(Excerpts from a location annotation dataset)
———
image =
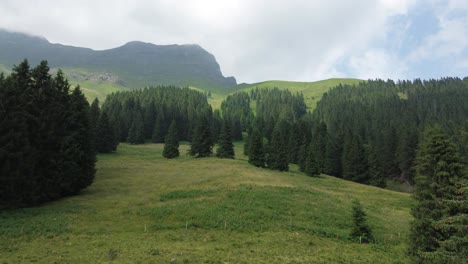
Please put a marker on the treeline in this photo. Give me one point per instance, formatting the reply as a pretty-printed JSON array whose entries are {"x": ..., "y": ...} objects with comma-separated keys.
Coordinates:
[
  {"x": 46, "y": 137},
  {"x": 366, "y": 133},
  {"x": 141, "y": 115},
  {"x": 376, "y": 125}
]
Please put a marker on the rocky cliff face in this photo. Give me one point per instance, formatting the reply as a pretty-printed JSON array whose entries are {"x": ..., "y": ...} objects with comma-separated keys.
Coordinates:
[{"x": 137, "y": 64}]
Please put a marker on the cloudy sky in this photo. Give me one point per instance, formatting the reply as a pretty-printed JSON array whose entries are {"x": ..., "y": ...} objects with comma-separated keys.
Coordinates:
[{"x": 257, "y": 40}]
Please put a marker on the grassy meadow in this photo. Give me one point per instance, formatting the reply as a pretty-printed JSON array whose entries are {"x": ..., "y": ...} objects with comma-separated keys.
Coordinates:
[{"x": 143, "y": 208}]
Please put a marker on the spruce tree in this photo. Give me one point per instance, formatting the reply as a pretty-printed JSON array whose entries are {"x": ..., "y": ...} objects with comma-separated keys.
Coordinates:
[
  {"x": 256, "y": 150},
  {"x": 355, "y": 165},
  {"x": 95, "y": 112},
  {"x": 277, "y": 158},
  {"x": 171, "y": 142},
  {"x": 361, "y": 230},
  {"x": 312, "y": 167},
  {"x": 136, "y": 134},
  {"x": 332, "y": 161},
  {"x": 201, "y": 145},
  {"x": 225, "y": 147},
  {"x": 438, "y": 232},
  {"x": 105, "y": 140},
  {"x": 159, "y": 128}
]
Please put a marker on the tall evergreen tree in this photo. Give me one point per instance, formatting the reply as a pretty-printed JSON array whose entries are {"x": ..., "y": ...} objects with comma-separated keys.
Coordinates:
[
  {"x": 171, "y": 142},
  {"x": 136, "y": 134},
  {"x": 46, "y": 140},
  {"x": 95, "y": 112},
  {"x": 256, "y": 149},
  {"x": 201, "y": 145},
  {"x": 361, "y": 230},
  {"x": 159, "y": 129},
  {"x": 312, "y": 167},
  {"x": 105, "y": 141},
  {"x": 277, "y": 158},
  {"x": 355, "y": 167},
  {"x": 225, "y": 147},
  {"x": 332, "y": 160},
  {"x": 438, "y": 232}
]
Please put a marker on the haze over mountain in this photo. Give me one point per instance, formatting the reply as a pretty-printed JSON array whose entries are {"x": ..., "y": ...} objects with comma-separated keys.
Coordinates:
[{"x": 133, "y": 65}]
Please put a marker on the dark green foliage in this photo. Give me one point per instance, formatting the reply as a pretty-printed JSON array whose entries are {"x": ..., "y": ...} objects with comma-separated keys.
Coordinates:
[
  {"x": 294, "y": 144},
  {"x": 376, "y": 175},
  {"x": 389, "y": 117},
  {"x": 156, "y": 107},
  {"x": 277, "y": 157},
  {"x": 332, "y": 160},
  {"x": 236, "y": 111},
  {"x": 438, "y": 232},
  {"x": 312, "y": 167},
  {"x": 256, "y": 149},
  {"x": 225, "y": 147},
  {"x": 171, "y": 142},
  {"x": 106, "y": 137},
  {"x": 149, "y": 118},
  {"x": 202, "y": 144},
  {"x": 46, "y": 137},
  {"x": 355, "y": 167},
  {"x": 274, "y": 105},
  {"x": 159, "y": 129},
  {"x": 136, "y": 134},
  {"x": 361, "y": 230}
]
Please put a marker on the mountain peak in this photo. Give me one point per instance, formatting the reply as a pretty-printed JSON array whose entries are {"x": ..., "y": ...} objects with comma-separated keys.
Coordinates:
[{"x": 138, "y": 63}]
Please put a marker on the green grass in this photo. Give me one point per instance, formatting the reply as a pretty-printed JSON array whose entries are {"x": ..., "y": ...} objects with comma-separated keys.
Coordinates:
[
  {"x": 91, "y": 88},
  {"x": 146, "y": 209}
]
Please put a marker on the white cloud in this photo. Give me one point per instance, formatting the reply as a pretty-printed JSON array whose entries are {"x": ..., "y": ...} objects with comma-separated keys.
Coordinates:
[
  {"x": 253, "y": 40},
  {"x": 450, "y": 40},
  {"x": 377, "y": 64}
]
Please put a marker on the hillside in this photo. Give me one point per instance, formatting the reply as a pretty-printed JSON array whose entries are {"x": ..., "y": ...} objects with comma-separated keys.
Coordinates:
[
  {"x": 133, "y": 65},
  {"x": 146, "y": 209},
  {"x": 312, "y": 91}
]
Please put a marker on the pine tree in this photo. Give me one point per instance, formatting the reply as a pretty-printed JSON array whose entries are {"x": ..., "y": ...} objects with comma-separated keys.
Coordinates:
[
  {"x": 312, "y": 167},
  {"x": 95, "y": 112},
  {"x": 225, "y": 148},
  {"x": 149, "y": 119},
  {"x": 438, "y": 232},
  {"x": 277, "y": 158},
  {"x": 355, "y": 167},
  {"x": 159, "y": 128},
  {"x": 256, "y": 150},
  {"x": 78, "y": 146},
  {"x": 361, "y": 231},
  {"x": 105, "y": 141},
  {"x": 332, "y": 161},
  {"x": 171, "y": 142},
  {"x": 136, "y": 134},
  {"x": 201, "y": 145}
]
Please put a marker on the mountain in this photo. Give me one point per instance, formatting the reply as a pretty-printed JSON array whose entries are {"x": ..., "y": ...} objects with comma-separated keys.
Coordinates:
[{"x": 133, "y": 65}]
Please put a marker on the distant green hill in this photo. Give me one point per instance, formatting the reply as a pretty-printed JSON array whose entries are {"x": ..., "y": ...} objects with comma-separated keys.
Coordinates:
[
  {"x": 133, "y": 65},
  {"x": 312, "y": 91}
]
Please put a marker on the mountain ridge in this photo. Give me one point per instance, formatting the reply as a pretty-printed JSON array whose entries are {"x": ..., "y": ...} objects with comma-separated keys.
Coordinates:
[{"x": 139, "y": 63}]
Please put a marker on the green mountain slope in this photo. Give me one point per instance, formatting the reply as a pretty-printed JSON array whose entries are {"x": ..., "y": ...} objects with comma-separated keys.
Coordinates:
[
  {"x": 143, "y": 208},
  {"x": 136, "y": 64},
  {"x": 312, "y": 91}
]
———
● GIVEN TASK: Copy out, word for word, the part that opens with the line containing "Please put a marker on the green mountain" and closes with the last line of the items above, including both of those lines.

● RESULT BELOW:
Please put a marker on the green mountain slope in this photo. Give me one point per instance, formatting the reply as a pretty-printed JSON array whose entries are {"x": ..., "y": ...} objects with comma-separated keys.
Coordinates:
[
  {"x": 143, "y": 208},
  {"x": 136, "y": 64},
  {"x": 312, "y": 91}
]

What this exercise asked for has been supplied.